Source records:
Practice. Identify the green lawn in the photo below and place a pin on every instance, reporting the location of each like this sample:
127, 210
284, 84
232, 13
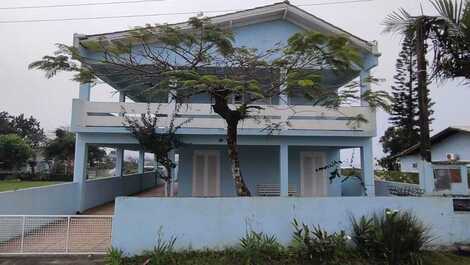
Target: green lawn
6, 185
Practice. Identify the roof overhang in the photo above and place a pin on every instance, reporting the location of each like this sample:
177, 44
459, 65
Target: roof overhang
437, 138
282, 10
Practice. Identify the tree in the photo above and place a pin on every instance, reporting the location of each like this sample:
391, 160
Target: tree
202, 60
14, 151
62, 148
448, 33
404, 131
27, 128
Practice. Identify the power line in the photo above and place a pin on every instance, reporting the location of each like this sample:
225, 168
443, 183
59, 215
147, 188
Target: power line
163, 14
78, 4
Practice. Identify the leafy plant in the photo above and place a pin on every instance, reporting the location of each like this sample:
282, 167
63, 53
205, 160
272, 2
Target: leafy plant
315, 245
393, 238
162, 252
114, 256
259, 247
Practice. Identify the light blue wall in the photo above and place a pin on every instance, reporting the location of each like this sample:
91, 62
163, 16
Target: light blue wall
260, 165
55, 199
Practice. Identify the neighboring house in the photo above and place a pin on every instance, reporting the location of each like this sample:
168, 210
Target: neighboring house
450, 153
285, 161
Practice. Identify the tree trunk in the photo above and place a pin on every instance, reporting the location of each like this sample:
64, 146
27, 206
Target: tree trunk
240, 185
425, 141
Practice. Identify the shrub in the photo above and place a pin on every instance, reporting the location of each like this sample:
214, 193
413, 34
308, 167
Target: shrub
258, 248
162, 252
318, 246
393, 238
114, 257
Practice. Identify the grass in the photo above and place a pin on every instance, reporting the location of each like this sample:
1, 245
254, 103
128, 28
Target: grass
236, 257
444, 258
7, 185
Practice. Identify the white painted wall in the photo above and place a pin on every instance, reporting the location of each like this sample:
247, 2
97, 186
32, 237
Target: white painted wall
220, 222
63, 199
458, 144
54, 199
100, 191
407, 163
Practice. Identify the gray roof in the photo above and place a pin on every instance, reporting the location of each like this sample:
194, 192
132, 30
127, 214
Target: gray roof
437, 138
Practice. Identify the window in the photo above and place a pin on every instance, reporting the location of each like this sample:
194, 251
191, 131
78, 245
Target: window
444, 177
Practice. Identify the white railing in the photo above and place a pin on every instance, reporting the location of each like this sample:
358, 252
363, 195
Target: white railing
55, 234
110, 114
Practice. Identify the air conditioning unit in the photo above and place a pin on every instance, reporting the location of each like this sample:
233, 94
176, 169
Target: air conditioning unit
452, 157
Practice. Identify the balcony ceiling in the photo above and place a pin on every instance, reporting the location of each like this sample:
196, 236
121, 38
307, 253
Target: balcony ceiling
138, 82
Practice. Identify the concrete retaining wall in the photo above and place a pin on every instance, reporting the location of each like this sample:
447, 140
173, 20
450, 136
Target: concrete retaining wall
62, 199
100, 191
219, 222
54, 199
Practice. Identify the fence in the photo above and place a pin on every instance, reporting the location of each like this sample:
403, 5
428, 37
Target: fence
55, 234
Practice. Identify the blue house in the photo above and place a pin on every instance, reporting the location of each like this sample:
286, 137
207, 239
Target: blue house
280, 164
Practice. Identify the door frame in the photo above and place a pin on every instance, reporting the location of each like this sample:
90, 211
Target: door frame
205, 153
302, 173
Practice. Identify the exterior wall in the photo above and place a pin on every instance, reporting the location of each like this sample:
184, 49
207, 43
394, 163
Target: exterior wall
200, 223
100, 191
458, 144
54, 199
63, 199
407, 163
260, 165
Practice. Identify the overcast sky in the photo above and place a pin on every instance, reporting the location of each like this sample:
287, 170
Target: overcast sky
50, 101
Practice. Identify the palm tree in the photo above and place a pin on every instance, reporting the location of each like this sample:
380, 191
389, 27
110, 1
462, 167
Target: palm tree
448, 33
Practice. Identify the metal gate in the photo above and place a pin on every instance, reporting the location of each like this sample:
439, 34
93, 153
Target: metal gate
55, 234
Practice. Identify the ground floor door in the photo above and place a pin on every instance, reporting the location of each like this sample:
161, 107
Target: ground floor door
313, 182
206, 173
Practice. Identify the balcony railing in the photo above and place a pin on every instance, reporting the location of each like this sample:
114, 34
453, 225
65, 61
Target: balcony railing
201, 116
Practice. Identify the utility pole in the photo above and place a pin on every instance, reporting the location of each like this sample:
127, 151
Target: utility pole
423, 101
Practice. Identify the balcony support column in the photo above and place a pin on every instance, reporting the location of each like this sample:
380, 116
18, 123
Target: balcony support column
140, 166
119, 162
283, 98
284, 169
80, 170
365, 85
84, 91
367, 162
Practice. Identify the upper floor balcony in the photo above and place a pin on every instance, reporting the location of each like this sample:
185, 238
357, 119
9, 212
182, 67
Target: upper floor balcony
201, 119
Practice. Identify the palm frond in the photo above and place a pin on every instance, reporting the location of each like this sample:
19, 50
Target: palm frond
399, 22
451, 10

• _WORK TO DO_:
Rewrite the lines from the line containing "Practice. Identify the balcony support" through the end of the records, substituting "put a marker" for every occurrence of "place a pin" and leaving all other text unchanged.

• _RESULT_:
Practice. Identify the balcony support column in the photo above and put a marker on every instance, reporting the location of each like this sample:
380, 116
18, 123
Target: balcony support column
140, 166
119, 162
283, 98
284, 169
80, 170
365, 85
84, 91
367, 162
Practice. Identify the upper floor balcony in the photo above and put a marker on every instance, reporting the location of each like this sample:
185, 238
357, 119
9, 212
182, 67
Target: upper floor balcony
201, 119
Practice. Identify the palm frond in the photo above and put a marker on every instance, reporting the location of each like this sample:
19, 50
Target: palm frond
399, 22
451, 10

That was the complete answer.